▸ What to work on:
Format the part that opens with the line containing "the blue patterned" and closes with the line containing "[[233, 25]]" as a Markdown table with the columns No and Line. Number each line in order, and leave out blank lines.

Stored items from a collection:
============================================================

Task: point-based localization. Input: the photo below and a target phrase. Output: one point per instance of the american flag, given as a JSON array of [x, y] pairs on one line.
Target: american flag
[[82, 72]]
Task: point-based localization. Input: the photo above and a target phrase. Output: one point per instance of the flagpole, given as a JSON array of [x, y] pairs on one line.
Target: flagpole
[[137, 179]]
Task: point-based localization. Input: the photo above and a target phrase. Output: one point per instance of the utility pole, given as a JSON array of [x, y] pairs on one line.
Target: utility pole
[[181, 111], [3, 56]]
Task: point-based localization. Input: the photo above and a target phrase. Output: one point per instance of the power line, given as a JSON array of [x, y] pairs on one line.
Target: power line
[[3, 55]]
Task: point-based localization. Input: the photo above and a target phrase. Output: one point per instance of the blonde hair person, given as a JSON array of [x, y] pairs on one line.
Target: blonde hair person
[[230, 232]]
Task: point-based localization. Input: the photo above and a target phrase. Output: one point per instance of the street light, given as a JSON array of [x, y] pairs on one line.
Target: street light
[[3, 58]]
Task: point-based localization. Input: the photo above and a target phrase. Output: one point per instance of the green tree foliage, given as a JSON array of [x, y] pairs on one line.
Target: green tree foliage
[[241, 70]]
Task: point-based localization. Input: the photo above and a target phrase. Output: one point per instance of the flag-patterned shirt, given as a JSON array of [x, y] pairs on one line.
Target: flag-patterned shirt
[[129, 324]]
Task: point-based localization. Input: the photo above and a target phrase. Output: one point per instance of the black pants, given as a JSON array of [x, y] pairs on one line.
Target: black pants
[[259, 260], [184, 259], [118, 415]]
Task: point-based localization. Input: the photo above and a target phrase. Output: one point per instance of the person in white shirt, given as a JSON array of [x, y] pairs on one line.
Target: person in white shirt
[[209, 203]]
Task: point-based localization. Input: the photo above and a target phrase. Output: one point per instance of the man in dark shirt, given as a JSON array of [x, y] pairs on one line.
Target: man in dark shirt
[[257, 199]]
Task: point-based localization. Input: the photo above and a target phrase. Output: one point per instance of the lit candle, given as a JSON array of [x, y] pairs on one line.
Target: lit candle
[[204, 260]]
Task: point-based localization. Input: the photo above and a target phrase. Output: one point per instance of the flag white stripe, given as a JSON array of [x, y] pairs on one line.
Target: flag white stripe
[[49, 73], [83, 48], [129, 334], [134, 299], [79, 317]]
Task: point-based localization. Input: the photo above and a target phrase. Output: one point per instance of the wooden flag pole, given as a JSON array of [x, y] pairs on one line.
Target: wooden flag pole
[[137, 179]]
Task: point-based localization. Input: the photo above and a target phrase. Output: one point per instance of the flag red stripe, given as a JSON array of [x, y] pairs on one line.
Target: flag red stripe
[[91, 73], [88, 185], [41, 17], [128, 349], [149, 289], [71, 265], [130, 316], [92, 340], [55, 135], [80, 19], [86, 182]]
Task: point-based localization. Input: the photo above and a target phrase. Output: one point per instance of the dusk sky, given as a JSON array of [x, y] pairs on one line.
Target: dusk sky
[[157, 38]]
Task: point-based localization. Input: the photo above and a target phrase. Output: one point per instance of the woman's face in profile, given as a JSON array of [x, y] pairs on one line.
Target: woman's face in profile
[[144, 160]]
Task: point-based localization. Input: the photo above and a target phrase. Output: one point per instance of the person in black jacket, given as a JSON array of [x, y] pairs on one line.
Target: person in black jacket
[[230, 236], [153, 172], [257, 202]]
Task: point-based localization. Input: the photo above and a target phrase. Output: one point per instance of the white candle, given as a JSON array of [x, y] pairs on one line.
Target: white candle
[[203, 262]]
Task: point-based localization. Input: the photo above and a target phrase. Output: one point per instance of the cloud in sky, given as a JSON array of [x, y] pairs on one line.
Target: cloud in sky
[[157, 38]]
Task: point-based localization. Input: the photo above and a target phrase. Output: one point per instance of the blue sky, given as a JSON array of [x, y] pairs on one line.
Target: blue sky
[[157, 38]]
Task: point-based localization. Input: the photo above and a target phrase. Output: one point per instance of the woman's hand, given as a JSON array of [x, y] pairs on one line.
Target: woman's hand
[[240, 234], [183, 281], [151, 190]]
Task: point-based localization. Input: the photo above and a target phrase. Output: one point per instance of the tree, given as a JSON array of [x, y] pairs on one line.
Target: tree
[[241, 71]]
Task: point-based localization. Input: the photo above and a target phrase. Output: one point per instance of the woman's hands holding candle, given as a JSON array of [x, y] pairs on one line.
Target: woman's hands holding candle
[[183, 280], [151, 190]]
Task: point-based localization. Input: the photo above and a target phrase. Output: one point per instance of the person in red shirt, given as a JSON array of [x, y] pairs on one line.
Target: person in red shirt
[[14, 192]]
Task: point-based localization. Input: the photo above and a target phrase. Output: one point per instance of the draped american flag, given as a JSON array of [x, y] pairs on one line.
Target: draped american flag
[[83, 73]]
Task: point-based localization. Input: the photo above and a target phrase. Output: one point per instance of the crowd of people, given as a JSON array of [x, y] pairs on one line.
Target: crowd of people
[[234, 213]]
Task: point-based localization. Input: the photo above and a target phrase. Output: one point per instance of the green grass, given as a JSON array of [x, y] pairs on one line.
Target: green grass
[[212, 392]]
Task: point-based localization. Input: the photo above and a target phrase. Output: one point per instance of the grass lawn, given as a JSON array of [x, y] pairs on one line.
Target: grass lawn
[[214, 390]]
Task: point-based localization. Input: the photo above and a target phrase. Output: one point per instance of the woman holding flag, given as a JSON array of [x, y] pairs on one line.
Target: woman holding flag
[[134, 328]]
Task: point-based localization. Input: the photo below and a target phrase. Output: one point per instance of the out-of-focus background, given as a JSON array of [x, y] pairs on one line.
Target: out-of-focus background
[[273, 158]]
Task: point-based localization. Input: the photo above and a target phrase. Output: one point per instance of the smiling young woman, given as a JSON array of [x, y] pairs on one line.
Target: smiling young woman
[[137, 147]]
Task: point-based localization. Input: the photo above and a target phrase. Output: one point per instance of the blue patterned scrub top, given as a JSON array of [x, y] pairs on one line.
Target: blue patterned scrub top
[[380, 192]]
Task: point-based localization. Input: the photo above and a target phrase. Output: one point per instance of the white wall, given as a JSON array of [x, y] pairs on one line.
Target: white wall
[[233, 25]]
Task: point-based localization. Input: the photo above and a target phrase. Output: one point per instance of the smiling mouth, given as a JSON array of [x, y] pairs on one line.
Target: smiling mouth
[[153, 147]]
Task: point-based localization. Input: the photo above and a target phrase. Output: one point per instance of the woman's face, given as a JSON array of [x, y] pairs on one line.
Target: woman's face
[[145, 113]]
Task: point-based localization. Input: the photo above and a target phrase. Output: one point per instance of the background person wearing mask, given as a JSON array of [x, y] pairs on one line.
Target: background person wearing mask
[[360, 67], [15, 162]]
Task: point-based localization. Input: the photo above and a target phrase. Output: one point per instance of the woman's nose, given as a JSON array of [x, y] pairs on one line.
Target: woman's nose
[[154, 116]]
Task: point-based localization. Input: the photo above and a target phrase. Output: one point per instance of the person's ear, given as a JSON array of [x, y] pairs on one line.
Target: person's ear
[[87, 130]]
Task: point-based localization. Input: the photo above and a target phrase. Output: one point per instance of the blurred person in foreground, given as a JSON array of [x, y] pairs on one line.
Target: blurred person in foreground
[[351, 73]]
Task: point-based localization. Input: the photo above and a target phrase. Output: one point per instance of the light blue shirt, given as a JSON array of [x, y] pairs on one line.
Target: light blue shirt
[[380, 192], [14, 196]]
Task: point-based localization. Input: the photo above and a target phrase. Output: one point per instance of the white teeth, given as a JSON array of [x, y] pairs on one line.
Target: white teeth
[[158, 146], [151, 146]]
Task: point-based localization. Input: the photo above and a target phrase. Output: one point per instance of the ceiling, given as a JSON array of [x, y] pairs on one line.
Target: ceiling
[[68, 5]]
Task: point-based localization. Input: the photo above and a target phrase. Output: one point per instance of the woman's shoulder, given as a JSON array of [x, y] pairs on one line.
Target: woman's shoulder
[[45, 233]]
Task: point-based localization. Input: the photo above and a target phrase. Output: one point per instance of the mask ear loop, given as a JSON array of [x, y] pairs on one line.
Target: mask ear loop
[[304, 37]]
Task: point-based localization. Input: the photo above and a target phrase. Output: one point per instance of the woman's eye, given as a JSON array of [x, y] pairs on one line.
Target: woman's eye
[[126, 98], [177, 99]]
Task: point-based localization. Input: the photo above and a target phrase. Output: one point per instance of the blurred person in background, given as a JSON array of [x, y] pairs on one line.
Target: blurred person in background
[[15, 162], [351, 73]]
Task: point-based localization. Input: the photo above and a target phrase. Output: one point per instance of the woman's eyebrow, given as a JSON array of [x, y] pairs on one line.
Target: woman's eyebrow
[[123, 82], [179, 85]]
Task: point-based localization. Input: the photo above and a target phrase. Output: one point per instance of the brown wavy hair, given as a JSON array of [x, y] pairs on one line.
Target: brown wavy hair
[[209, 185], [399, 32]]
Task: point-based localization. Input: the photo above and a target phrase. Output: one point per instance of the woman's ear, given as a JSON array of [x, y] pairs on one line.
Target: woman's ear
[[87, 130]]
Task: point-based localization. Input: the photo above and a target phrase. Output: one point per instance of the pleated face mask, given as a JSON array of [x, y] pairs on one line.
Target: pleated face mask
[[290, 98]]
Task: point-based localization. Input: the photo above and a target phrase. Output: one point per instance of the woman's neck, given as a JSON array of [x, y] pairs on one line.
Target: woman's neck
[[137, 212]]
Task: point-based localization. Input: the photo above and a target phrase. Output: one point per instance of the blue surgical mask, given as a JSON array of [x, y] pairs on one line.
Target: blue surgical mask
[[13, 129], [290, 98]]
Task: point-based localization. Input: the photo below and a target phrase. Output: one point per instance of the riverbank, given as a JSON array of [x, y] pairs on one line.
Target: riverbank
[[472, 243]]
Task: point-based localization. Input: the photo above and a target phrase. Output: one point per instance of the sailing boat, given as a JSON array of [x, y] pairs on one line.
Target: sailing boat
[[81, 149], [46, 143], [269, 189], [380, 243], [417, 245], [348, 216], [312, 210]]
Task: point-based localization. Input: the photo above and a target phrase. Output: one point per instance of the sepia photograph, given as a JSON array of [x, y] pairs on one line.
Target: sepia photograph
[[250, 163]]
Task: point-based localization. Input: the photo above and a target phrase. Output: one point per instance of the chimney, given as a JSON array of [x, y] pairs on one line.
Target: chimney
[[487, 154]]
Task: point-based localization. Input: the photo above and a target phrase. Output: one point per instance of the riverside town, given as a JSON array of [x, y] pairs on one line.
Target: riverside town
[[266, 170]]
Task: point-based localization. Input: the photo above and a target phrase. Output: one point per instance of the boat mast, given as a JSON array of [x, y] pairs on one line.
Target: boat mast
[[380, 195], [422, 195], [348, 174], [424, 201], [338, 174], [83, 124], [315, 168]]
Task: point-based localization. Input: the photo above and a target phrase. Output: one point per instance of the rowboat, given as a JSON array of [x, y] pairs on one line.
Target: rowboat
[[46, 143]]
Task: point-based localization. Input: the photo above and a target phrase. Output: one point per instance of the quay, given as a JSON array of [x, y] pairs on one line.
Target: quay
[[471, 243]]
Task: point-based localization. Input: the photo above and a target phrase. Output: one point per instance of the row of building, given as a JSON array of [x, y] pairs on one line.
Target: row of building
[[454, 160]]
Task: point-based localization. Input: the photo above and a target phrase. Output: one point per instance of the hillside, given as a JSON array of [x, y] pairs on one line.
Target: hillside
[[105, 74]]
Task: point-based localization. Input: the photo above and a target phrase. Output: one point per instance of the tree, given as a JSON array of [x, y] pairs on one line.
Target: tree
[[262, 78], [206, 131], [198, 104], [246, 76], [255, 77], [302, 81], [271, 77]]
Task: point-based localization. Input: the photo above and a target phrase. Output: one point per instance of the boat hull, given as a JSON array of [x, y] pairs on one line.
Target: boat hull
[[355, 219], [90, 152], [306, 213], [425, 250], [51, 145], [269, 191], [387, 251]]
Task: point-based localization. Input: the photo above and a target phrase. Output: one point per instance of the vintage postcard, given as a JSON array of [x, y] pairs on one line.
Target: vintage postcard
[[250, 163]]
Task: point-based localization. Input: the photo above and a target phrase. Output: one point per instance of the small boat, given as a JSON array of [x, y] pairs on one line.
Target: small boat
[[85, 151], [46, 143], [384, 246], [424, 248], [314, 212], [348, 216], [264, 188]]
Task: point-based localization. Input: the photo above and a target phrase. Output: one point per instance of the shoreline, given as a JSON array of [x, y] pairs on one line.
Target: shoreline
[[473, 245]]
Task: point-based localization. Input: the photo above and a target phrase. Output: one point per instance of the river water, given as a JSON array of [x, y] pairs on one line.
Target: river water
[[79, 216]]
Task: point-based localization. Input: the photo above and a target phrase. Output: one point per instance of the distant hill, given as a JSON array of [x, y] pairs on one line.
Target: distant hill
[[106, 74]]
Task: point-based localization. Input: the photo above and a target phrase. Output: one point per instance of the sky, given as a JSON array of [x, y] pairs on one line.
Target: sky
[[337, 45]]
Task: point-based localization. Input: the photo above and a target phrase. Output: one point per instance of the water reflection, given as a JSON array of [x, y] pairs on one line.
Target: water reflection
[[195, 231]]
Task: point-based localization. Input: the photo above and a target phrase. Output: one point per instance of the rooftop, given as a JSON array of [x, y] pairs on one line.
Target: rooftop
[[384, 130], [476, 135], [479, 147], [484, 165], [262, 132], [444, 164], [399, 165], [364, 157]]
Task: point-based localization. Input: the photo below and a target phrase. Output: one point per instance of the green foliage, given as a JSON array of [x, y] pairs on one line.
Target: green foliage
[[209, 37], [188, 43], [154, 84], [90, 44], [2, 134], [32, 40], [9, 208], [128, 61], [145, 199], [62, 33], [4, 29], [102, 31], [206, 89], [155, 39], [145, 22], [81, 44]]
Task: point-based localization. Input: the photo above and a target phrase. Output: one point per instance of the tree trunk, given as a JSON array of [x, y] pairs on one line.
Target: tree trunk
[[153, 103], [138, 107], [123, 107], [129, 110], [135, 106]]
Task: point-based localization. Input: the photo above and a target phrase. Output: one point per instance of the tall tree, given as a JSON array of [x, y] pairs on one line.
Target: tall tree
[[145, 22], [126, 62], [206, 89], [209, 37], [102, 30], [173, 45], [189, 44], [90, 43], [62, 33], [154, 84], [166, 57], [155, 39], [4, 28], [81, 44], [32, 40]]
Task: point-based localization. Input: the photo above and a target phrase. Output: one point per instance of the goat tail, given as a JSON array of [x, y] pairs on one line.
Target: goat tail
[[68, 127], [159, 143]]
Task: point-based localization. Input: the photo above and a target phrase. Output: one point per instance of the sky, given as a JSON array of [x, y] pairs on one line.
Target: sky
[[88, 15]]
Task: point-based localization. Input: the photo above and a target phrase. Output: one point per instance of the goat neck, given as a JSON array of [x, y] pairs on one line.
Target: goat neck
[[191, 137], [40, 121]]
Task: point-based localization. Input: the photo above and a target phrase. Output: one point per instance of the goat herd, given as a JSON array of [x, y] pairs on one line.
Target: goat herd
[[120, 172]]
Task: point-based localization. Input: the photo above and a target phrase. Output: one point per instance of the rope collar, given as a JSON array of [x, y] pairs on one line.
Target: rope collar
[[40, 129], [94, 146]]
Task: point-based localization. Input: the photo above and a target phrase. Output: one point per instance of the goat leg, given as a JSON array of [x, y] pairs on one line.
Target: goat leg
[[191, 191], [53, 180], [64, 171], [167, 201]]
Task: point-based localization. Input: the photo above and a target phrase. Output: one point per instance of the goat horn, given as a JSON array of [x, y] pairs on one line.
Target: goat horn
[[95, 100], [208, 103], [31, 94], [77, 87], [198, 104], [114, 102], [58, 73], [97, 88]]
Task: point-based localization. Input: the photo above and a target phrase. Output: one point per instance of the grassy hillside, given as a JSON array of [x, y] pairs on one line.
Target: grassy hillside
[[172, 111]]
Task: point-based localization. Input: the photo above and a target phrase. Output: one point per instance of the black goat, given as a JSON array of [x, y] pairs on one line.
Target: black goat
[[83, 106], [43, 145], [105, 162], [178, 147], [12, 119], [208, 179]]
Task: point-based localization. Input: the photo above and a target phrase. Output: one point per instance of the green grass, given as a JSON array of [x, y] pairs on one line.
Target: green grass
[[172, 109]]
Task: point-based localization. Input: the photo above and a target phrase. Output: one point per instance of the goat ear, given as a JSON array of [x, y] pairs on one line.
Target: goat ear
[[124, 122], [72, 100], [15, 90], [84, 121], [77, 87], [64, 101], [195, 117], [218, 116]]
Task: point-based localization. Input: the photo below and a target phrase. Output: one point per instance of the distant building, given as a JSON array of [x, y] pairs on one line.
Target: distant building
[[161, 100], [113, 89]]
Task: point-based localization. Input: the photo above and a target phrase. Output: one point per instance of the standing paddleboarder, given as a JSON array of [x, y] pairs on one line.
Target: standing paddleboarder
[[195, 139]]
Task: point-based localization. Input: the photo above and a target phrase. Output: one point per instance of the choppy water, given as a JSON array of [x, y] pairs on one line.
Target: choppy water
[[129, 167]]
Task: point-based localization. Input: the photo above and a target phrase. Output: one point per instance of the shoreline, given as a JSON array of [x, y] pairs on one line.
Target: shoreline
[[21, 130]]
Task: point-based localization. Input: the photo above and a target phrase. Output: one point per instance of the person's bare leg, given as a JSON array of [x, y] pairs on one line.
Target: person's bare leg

============================================================

▸ Complete output:
| No | Line |
|---|---|
| 1 | Task: point-based localization. Input: the photo above and a target phrase. Output: one point per instance of the blue patterned scrub top, given as a JSON array of [x, y] pairs on one line. |
| 2 | Target: blue patterned scrub top |
| 3 | [[380, 192]] |
| 4 | Task: point-based localization. Input: the photo above and a target phrase. Output: one point per instance of the white wall, given as a JSON array of [x, y] pairs on one line. |
| 5 | Target: white wall |
| 6 | [[233, 25]] |